___ Material

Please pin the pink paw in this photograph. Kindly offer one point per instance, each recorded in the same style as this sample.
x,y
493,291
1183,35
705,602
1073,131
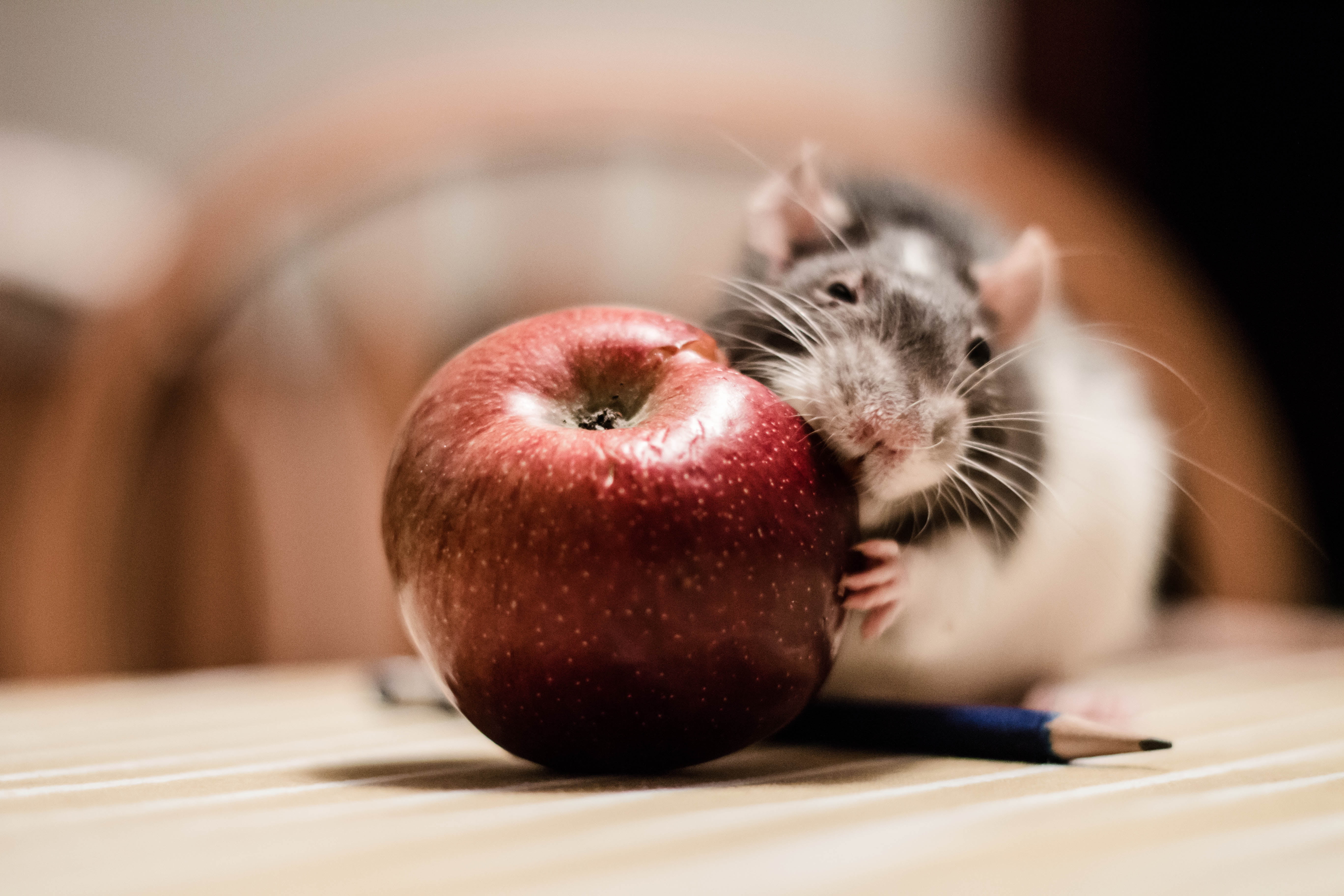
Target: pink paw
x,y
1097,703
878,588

______

| Exercise directions |
Can you reproduce all of the rows above word for word, leaving out the pictures?

| Response |
Please pin the pink paw in this photograph. Kindly offer one point per instance, each recorded in the same style as this sample.
x,y
493,291
1183,35
705,602
1073,131
Target: pink paw
x,y
1097,703
878,588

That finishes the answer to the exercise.